Saved entries
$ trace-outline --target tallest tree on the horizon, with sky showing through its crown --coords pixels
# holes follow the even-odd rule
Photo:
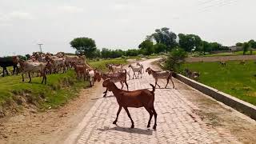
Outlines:
[[[154,34],[146,37],[147,40],[155,40],[157,43],[162,43],[167,46],[168,50],[173,49],[177,46],[176,38],[177,35],[170,31],[169,28],[163,27],[162,29],[155,30]]]

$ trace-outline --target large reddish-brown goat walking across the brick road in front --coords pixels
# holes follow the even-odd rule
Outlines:
[[[115,98],[117,98],[119,109],[117,113],[117,118],[115,118],[113,124],[116,124],[118,122],[118,115],[120,114],[120,111],[122,110],[122,107],[126,110],[126,113],[131,121],[130,128],[134,128],[134,121],[130,117],[130,112],[128,110],[128,107],[145,107],[147,112],[150,114],[150,119],[147,124],[147,127],[150,127],[151,118],[154,114],[154,126],[153,129],[155,130],[157,127],[157,113],[154,110],[154,90],[155,86],[150,84],[150,86],[153,87],[153,90],[134,90],[134,91],[126,91],[126,90],[120,90],[117,86],[115,86],[114,82],[111,82],[110,79],[106,79],[102,83],[103,87],[106,87],[108,90],[112,91]]]

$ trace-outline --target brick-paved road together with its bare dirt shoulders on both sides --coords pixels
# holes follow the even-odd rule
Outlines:
[[[144,62],[145,67],[154,60]],[[151,65],[152,66],[152,65]],[[154,69],[158,67],[154,66]],[[152,76],[130,80],[130,90],[148,88]],[[254,143],[256,122],[198,90],[174,79],[177,89],[157,89],[158,130],[147,130],[148,114],[130,109],[135,129],[124,110],[118,126],[112,125],[118,109],[115,98],[102,98],[102,83],[82,90],[78,98],[57,110],[45,113],[26,111],[0,119],[0,143],[63,142],[244,142]],[[165,81],[159,85],[164,86]],[[169,85],[171,86],[171,85]],[[111,96],[111,94],[110,94]],[[88,135],[89,134],[89,135]],[[70,140],[70,141],[69,141]]]

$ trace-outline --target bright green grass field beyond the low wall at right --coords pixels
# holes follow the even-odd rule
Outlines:
[[[185,67],[200,73],[199,82],[256,106],[256,63],[253,61],[246,65],[226,62],[226,67],[218,62],[193,62],[184,64],[182,69]]]

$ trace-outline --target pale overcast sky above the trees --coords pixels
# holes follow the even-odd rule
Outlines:
[[[0,0],[0,56],[74,53],[73,38],[99,49],[132,49],[169,27],[232,46],[256,39],[255,0]]]

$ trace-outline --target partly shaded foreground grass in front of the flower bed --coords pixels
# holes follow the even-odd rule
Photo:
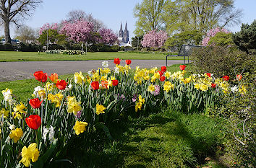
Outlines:
[[[223,168],[223,163],[218,162],[222,128],[219,121],[202,114],[163,110],[114,124],[110,131],[115,141],[105,145],[102,140],[95,141],[95,147],[89,151],[85,150],[88,144],[79,139],[66,158],[75,167],[90,164],[90,167]],[[206,157],[212,160],[207,162]]]

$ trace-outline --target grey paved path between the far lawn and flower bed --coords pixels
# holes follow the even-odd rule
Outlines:
[[[114,68],[113,60],[108,61],[109,68]],[[27,62],[0,62],[0,81],[14,81],[21,79],[32,79],[35,71],[42,70],[48,75],[57,73],[74,74],[74,72],[87,72],[91,69],[101,67],[101,60],[92,61],[27,61]],[[124,65],[125,61],[121,61]],[[168,60],[168,66],[176,63],[183,63],[182,60]],[[165,60],[132,60],[132,68],[151,68],[164,66]]]

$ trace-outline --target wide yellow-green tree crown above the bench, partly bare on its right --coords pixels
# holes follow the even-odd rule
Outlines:
[[[236,25],[241,16],[234,0],[167,0],[163,14],[169,33],[188,29],[205,33],[213,27]]]

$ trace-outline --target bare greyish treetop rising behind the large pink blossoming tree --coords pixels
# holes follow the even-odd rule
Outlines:
[[[72,10],[67,14],[67,22],[75,22],[77,20],[85,20],[87,22],[92,22],[94,25],[94,30],[98,31],[104,27],[103,22],[99,19],[95,19],[93,14],[86,14],[82,10]]]

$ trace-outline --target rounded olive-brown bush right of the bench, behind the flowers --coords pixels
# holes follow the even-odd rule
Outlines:
[[[239,50],[212,46],[197,48],[192,53],[192,71],[196,73],[211,72],[216,77],[224,75],[235,78],[236,74],[255,71],[255,56]]]

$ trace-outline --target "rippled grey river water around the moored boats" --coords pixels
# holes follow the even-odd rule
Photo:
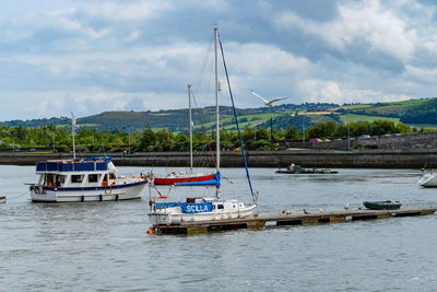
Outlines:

- **What the exercise asks**
Could you reproduce, exactly, every line above from the line with "tree --coords pixels" to the line with "flowers --coords pixels", and no other line? Both ends count.

- **Response box**
$ trace-outline --target bare greyish treetop rising behind the large pink blossoming tree --coords pixels
# holes follow the even-odd rule
Outlines:
[[[72,10],[67,14],[67,22],[75,22],[77,20],[85,20],[87,22],[92,22],[94,25],[94,30],[98,31],[104,27],[103,22],[99,19],[95,19],[93,14],[86,14],[82,10]]]

$ trace-outline --target rounded olive-brown bush right of the bench, behind the flowers --coords pixels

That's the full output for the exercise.